Problem statement
Each line from the one containing "Identify the white strap" through the end of the data must be retyped exactly, and no other line.

Dataset extract
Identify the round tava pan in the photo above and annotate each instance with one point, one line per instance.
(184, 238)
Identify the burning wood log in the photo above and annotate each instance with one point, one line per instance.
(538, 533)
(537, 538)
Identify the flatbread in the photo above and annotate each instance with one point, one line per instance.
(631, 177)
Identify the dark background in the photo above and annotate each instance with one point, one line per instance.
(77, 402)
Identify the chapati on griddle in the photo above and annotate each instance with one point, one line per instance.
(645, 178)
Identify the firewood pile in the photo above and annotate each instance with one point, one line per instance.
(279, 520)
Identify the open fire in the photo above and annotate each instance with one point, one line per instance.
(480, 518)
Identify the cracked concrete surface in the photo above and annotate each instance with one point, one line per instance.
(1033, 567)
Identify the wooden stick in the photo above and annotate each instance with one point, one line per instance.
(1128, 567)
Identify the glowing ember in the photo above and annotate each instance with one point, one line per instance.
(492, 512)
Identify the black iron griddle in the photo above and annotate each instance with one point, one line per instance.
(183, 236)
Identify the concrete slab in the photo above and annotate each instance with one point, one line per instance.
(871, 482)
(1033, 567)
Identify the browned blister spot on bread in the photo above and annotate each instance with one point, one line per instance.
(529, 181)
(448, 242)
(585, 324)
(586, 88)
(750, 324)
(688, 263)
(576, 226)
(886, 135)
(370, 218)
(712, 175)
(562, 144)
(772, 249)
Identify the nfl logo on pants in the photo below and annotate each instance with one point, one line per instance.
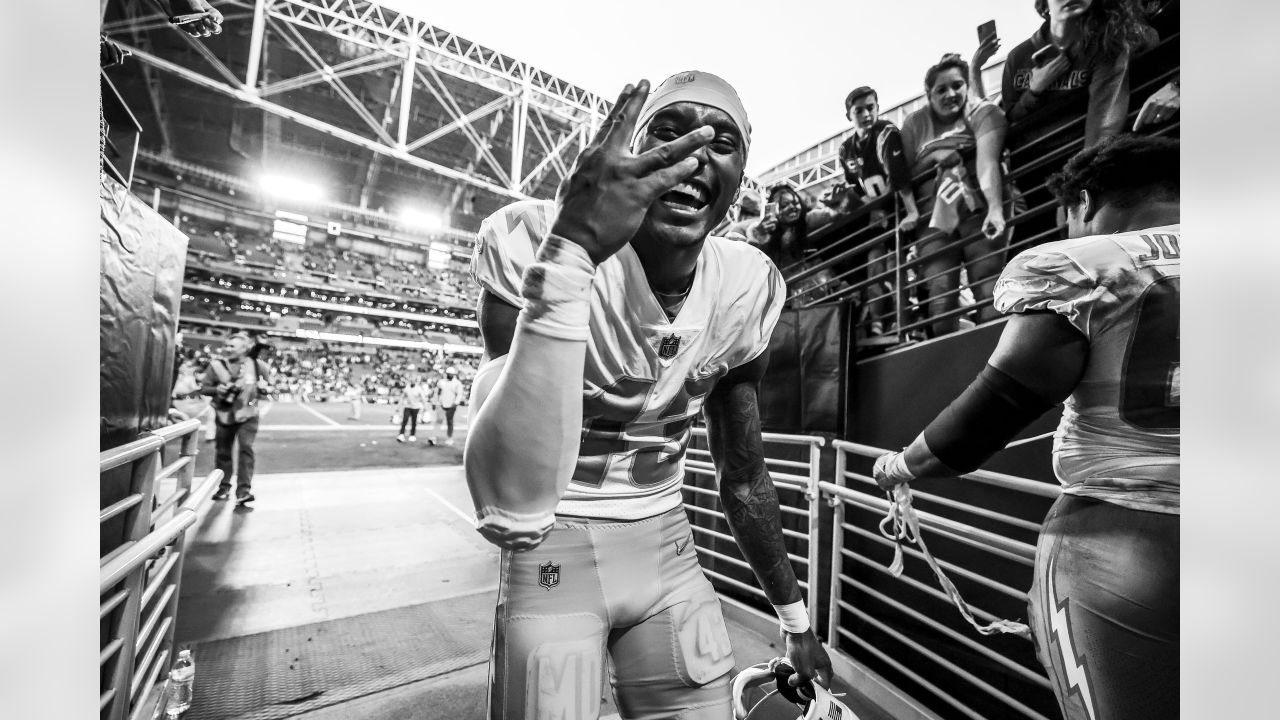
(548, 575)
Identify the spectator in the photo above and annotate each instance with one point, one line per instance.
(874, 165)
(412, 399)
(449, 393)
(784, 232)
(236, 381)
(1075, 64)
(959, 140)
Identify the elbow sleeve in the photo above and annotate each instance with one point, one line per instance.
(979, 423)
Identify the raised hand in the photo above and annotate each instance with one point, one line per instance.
(609, 188)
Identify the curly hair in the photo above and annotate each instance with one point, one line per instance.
(1124, 172)
(1111, 27)
(946, 63)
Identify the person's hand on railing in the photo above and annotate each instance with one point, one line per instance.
(890, 470)
(1161, 106)
(197, 18)
(908, 222)
(993, 226)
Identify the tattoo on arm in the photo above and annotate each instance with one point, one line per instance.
(746, 493)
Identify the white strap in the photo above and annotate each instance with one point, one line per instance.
(906, 527)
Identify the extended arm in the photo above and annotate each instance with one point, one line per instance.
(750, 504)
(1038, 361)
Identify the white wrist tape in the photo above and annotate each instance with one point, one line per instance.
(557, 291)
(795, 616)
(897, 470)
(513, 531)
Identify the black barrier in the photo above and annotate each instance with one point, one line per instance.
(804, 388)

Task output
Identify the white strap in the photo above and annotate each instance with one point, one line per instance.
(906, 527)
Identify the extended arm in the photo above and annotate each instance with one point, one line per instance.
(750, 504)
(1038, 361)
Identify the white wrist tape in the photo above and annotate each instance with one point, one line per instance.
(557, 291)
(795, 616)
(897, 470)
(513, 531)
Identify the black barrier in the photo above and annotate each instance with one point, one line per instance.
(804, 388)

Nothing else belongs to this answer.